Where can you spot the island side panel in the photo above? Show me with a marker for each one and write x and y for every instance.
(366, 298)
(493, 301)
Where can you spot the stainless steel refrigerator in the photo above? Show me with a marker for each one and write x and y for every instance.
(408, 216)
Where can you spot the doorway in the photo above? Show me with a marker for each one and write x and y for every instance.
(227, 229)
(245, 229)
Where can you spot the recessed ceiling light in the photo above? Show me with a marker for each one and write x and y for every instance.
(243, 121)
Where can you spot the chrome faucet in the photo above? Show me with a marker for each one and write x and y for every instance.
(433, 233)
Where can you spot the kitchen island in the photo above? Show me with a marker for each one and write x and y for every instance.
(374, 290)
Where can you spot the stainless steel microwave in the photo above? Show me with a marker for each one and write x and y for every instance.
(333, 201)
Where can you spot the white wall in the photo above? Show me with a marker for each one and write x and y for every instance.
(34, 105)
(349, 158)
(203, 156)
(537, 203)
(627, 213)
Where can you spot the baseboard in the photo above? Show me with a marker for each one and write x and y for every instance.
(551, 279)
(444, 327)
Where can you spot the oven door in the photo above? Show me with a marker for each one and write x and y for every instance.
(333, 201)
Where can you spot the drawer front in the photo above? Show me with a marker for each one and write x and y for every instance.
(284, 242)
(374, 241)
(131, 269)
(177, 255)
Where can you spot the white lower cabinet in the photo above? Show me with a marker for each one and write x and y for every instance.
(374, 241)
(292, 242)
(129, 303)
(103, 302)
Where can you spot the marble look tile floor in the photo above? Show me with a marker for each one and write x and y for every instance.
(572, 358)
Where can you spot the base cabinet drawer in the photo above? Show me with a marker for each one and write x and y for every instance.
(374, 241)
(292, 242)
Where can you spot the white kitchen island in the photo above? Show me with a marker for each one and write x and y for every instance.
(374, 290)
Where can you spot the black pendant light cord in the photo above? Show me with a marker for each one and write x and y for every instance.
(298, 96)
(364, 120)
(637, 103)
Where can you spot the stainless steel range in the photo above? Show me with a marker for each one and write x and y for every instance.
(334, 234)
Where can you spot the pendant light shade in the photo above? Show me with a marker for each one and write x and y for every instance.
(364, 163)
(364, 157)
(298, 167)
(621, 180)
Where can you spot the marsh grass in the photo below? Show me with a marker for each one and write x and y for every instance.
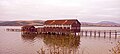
(59, 44)
(116, 49)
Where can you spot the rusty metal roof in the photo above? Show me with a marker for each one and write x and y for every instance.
(60, 22)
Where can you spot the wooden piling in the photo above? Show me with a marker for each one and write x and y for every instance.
(115, 34)
(94, 33)
(110, 34)
(90, 33)
(98, 33)
(104, 34)
(85, 33)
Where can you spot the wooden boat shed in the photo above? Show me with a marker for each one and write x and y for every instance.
(28, 28)
(62, 26)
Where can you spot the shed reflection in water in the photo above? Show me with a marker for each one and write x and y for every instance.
(59, 44)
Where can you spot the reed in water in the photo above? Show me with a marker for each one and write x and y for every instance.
(59, 44)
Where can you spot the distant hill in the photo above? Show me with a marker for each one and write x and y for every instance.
(21, 23)
(40, 22)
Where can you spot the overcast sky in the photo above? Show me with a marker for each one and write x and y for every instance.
(83, 10)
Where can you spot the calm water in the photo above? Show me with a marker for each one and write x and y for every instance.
(15, 43)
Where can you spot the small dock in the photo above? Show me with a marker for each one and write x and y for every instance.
(83, 32)
(100, 33)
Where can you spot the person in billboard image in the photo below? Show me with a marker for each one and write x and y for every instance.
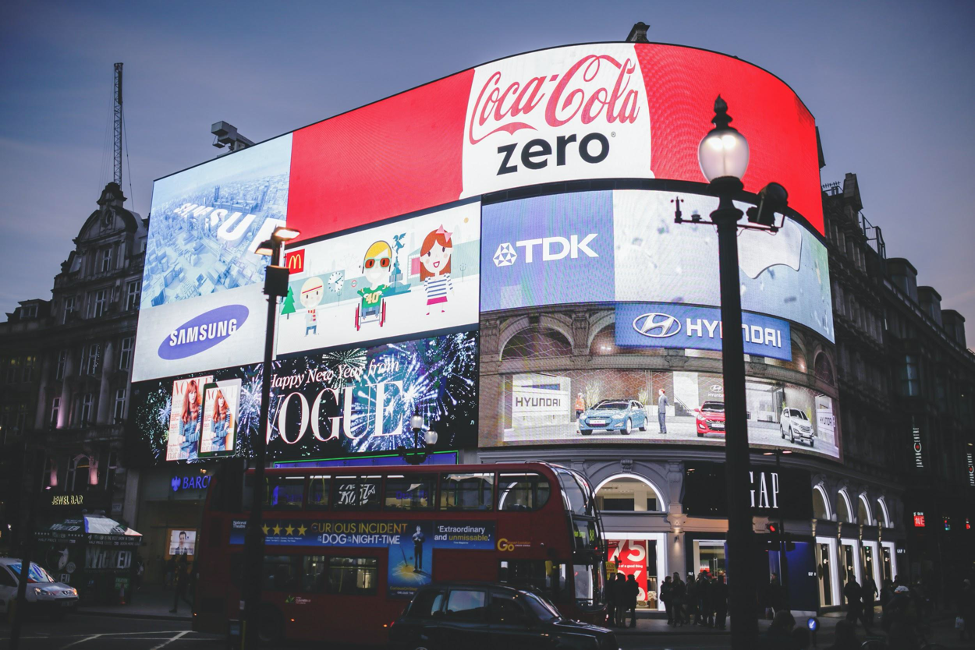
(222, 421)
(190, 421)
(662, 409)
(311, 297)
(436, 268)
(376, 269)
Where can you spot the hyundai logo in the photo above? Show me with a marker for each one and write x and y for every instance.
(657, 326)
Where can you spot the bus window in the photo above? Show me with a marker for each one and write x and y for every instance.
(523, 491)
(284, 492)
(356, 493)
(414, 492)
(467, 491)
(281, 572)
(319, 491)
(353, 576)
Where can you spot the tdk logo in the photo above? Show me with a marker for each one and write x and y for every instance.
(550, 249)
(657, 326)
(203, 332)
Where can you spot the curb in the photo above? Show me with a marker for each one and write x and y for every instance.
(157, 617)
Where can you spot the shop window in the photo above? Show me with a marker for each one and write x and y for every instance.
(356, 493)
(628, 494)
(319, 491)
(523, 491)
(414, 492)
(354, 576)
(467, 491)
(284, 492)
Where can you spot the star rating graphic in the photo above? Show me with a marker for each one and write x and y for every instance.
(505, 255)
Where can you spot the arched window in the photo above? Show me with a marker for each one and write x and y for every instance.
(823, 369)
(537, 342)
(882, 513)
(821, 510)
(843, 507)
(629, 493)
(864, 511)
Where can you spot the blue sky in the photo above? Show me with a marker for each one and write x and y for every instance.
(891, 85)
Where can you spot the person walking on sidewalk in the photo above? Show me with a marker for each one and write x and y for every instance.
(666, 598)
(633, 590)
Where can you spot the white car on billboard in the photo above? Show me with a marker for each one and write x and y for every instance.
(794, 425)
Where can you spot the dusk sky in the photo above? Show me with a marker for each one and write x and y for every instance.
(891, 85)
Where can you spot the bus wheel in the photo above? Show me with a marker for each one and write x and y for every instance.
(271, 626)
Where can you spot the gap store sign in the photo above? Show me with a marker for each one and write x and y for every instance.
(660, 325)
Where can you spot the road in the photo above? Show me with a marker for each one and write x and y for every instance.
(87, 632)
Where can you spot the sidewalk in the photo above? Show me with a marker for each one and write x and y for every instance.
(151, 601)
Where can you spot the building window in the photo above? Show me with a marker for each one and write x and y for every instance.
(87, 408)
(68, 310)
(119, 411)
(91, 356)
(59, 370)
(105, 260)
(125, 353)
(132, 295)
(28, 373)
(96, 306)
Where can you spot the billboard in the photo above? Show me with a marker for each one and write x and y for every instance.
(404, 278)
(623, 246)
(332, 404)
(208, 220)
(602, 110)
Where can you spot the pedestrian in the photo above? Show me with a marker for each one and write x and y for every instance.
(666, 598)
(678, 600)
(622, 599)
(778, 636)
(845, 638)
(719, 598)
(775, 595)
(662, 408)
(853, 594)
(180, 579)
(633, 591)
(965, 607)
(869, 592)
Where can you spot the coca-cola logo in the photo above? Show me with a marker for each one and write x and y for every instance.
(584, 92)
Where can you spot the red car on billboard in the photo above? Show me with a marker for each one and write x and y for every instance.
(710, 418)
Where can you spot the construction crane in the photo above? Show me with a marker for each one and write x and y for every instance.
(117, 132)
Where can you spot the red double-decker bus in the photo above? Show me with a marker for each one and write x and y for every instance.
(345, 549)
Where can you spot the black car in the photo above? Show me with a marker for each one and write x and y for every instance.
(481, 616)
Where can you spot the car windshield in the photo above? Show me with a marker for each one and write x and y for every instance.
(37, 574)
(542, 608)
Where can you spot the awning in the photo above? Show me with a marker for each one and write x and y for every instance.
(90, 529)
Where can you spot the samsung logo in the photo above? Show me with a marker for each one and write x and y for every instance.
(203, 332)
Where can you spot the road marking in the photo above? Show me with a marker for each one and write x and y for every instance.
(177, 637)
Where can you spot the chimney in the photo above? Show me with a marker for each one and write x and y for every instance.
(639, 33)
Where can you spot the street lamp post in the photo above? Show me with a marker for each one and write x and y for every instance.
(276, 286)
(417, 454)
(724, 155)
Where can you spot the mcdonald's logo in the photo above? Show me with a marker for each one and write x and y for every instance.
(295, 261)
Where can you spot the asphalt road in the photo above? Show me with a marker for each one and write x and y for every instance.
(88, 632)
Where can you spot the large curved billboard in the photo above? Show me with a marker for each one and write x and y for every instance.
(525, 205)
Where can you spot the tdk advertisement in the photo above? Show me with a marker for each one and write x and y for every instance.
(662, 325)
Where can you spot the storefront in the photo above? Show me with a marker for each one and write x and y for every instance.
(171, 507)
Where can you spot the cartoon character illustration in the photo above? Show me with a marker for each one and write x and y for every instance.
(191, 420)
(311, 297)
(376, 270)
(436, 268)
(223, 423)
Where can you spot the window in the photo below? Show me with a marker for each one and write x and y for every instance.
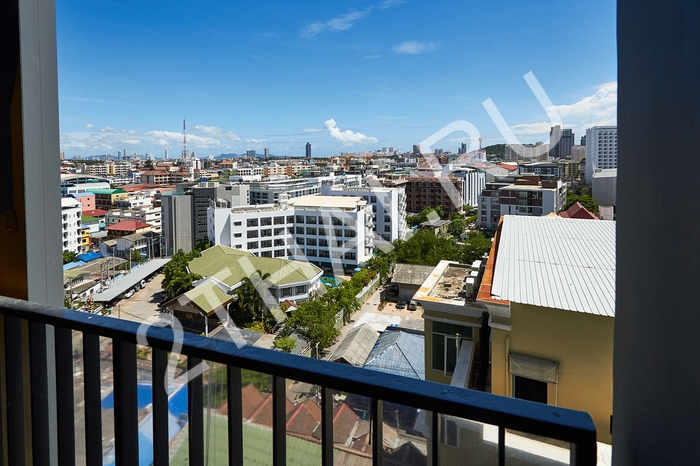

:::::

* _DIRECTIONS_: Excluding the pictures, write out exactly the lines from the line that contains "Where can you spot the asphalt" through the end of the records.

* _EXERCISE RESPONSE_:
Where can you spot the asphalt road in the photo above? Show me with a marker for each one and write x and y for every instance.
(88, 632)
Where can you spot the large curved billboard in the photo above? Show me with a marker for each one and write x and y for every instance.
(525, 205)
Where can you spot the tdk advertisement in the photo above? Show me with a marker for each one and write x and y for every instance.
(662, 325)
Where can you spot the storefront in the photo above? Show me with a marker for each one and write x and y for every instance.
(171, 507)
Where can you spot the cartoon character illustration in the photo above? Show me with a marker for each one and write x and y for every instance.
(191, 420)
(311, 297)
(376, 270)
(436, 268)
(223, 423)
Where can you spot the window in the photo below? Show me with a marker for each one and write x and y for every instance.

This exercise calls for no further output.